*** Provided entries ***
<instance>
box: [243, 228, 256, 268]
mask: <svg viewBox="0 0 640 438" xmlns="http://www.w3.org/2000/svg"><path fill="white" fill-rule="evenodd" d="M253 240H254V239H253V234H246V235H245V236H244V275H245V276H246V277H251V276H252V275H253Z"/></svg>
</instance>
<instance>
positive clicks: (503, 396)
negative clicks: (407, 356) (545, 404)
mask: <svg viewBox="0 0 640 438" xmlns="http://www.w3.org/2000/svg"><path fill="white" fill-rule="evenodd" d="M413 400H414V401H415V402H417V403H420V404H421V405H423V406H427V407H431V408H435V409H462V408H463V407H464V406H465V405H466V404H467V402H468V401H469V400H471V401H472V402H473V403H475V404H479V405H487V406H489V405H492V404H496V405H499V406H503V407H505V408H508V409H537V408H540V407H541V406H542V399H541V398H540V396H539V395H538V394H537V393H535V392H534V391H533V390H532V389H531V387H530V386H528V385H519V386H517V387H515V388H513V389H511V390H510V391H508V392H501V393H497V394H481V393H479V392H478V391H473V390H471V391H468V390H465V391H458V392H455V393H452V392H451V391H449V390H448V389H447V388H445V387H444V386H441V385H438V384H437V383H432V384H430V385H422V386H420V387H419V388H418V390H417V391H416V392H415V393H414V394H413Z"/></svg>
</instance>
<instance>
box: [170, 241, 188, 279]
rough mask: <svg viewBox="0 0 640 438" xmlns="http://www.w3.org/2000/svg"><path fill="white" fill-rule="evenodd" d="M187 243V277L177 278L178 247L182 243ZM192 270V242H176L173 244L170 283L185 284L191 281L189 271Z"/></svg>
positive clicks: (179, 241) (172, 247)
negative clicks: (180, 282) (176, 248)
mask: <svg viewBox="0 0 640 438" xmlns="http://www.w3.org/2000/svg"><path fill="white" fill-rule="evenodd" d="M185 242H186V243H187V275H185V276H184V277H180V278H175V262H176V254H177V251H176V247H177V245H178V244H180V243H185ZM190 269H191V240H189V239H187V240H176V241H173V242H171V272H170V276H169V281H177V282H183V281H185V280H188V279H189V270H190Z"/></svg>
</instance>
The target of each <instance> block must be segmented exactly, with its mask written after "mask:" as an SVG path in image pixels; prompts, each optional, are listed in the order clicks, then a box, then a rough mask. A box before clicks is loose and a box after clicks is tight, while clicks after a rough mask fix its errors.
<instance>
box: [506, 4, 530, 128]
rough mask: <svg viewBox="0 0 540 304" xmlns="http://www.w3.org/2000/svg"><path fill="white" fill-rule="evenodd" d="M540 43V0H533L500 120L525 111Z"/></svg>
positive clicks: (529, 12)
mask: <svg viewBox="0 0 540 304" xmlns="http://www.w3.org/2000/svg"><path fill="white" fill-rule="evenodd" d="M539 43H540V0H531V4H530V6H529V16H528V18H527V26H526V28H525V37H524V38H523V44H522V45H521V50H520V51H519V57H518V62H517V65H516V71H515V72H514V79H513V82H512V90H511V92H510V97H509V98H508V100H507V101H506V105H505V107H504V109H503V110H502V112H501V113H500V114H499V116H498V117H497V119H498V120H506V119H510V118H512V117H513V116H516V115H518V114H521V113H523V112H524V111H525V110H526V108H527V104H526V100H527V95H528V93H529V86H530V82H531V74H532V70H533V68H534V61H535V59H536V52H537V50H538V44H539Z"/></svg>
*** End of Provided entries ***
Exercise objective –
Every entry is to be restated word for word.

Output for this exercise –
<instance>
box: [243, 228, 256, 268]
mask: <svg viewBox="0 0 640 438" xmlns="http://www.w3.org/2000/svg"><path fill="white" fill-rule="evenodd" d="M253 240H254V239H253V234H246V235H245V236H244V275H245V276H246V277H251V276H252V275H253Z"/></svg>
</instance>
<instance>
positive clicks: (503, 396)
negative clicks: (407, 356) (545, 404)
mask: <svg viewBox="0 0 640 438" xmlns="http://www.w3.org/2000/svg"><path fill="white" fill-rule="evenodd" d="M413 400H414V401H415V402H417V403H420V404H421V405H423V406H427V407H431V408H435V409H462V408H463V407H464V406H465V405H466V404H467V402H468V401H469V400H471V401H472V402H473V403H475V404H479V405H487V406H489V405H492V404H496V405H499V406H503V407H505V408H508V409H537V408H540V407H541V406H542V399H541V398H540V396H539V395H538V394H537V393H535V392H534V391H533V390H532V389H531V387H530V386H528V385H519V386H517V387H515V388H513V389H511V390H510V391H508V392H501V393H497V394H481V393H479V392H478V391H473V390H471V391H468V390H465V391H458V392H455V393H452V392H451V391H449V390H448V389H447V388H445V387H444V386H441V385H438V384H437V383H432V384H430V385H422V386H420V387H419V388H418V390H417V391H416V392H415V393H414V394H413Z"/></svg>
</instance>
<instance>
box: [170, 241, 188, 279]
rough mask: <svg viewBox="0 0 640 438" xmlns="http://www.w3.org/2000/svg"><path fill="white" fill-rule="evenodd" d="M187 243V277L177 278L178 247L182 243ZM192 270V242H176L173 244L170 283L185 284L191 281L189 271Z"/></svg>
positive clicks: (179, 241) (172, 247)
negative clicks: (180, 282) (176, 248)
mask: <svg viewBox="0 0 640 438" xmlns="http://www.w3.org/2000/svg"><path fill="white" fill-rule="evenodd" d="M185 242H186V243H187V275H185V276H184V277H180V278H175V262H176V254H177V251H176V247H177V245H178V244H180V243H185ZM190 269H191V240H189V239H187V240H176V241H173V242H171V272H170V276H169V281H177V282H183V281H185V280H188V279H189V270H190Z"/></svg>
</instance>
The target of each <instance> block must be segmented exactly, with its mask written after "mask:" as an SVG path in image pixels; prompts, each optional, are listed in the order clicks, then a box, then a rough mask. A box before clicks is loose and a box after clicks is tight, while clicks after a rough mask fix its errors.
<instance>
box: [506, 4, 530, 128]
rough mask: <svg viewBox="0 0 540 304" xmlns="http://www.w3.org/2000/svg"><path fill="white" fill-rule="evenodd" d="M540 43V0H533L500 120L525 111Z"/></svg>
positive clicks: (529, 12)
mask: <svg viewBox="0 0 540 304" xmlns="http://www.w3.org/2000/svg"><path fill="white" fill-rule="evenodd" d="M539 43H540V0H531V4H530V6H529V16H528V18H527V26H526V28H525V37H524V38H523V44H522V45H521V50H520V51H519V57H518V62H517V65H516V71H515V72H514V79H513V82H512V90H511V92H510V97H509V98H508V100H507V101H506V105H505V107H504V109H503V110H502V112H501V113H500V114H499V116H498V117H497V119H498V120H506V119H510V118H512V117H513V116H516V115H518V114H521V113H523V112H524V111H525V110H526V108H527V104H526V100H527V95H528V93H529V86H530V82H531V74H532V70H533V68H534V61H535V59H536V52H537V50H538V44H539Z"/></svg>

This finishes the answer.